*TO DO:* Please update the records from their start through the line containing "negative clicks: (299, 253)", replacing "clicks" with "taps" and leaving everything else unchanged.

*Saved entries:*
= Beginning of Section =

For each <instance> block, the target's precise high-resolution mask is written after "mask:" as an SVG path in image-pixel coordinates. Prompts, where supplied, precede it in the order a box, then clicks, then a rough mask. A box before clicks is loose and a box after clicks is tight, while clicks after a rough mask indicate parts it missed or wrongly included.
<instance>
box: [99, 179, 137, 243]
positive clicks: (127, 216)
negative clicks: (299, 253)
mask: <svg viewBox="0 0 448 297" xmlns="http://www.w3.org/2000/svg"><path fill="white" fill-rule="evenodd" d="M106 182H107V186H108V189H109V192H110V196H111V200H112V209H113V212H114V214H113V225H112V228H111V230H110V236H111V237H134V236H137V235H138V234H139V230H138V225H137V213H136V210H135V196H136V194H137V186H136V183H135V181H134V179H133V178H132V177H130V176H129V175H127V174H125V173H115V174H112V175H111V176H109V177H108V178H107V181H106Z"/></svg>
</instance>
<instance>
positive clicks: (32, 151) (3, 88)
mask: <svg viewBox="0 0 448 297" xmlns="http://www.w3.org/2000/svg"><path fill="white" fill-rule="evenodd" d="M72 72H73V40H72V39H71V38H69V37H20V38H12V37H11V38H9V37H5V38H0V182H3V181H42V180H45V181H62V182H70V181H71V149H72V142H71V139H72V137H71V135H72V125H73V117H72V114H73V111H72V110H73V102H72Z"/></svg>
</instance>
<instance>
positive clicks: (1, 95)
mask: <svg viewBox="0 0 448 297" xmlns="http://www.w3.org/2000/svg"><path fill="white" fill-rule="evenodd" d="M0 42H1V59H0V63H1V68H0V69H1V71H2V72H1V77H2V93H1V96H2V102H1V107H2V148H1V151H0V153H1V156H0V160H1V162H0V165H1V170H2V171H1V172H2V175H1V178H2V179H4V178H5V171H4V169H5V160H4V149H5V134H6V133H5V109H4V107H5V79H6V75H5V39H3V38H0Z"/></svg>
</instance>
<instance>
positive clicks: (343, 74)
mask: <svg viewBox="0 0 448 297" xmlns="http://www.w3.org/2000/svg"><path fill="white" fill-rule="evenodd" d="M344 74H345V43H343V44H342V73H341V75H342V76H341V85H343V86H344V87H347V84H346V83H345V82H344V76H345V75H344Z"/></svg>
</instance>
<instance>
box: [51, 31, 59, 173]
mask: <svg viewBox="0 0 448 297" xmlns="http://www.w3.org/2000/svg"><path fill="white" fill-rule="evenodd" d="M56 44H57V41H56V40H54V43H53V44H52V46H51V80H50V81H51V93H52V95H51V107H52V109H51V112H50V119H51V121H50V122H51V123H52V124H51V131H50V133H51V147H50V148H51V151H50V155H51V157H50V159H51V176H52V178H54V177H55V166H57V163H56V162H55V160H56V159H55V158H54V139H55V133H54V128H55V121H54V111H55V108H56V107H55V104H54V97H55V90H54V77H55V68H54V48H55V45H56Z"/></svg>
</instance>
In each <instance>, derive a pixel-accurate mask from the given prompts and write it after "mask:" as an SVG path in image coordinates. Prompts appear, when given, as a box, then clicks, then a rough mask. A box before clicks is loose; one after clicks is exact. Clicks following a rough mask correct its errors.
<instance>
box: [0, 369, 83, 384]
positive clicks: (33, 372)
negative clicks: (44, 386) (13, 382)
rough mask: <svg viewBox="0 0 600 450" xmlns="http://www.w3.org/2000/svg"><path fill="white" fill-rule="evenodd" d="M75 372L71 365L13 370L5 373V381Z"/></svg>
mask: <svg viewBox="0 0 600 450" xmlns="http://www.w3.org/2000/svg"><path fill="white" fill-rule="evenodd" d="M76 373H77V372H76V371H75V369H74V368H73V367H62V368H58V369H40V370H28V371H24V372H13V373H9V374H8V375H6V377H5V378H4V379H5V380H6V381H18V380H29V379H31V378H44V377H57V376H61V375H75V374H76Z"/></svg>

= End of Section =

*SOLUTION FOR THIS EXERCISE:*
For each <instance> block, the target's precise high-resolution mask is written after "mask:" as an SVG path in image-pixel coordinates. Prompts, where supplied, precede it in the order a box, then taps, then a rough mask. A box before taps is loose and a box after taps is tight, while taps after a rough mask indicate parts it missed or wrongly included.
<instance>
box: [99, 179, 137, 243]
positive taps: (127, 216)
negative taps: (299, 253)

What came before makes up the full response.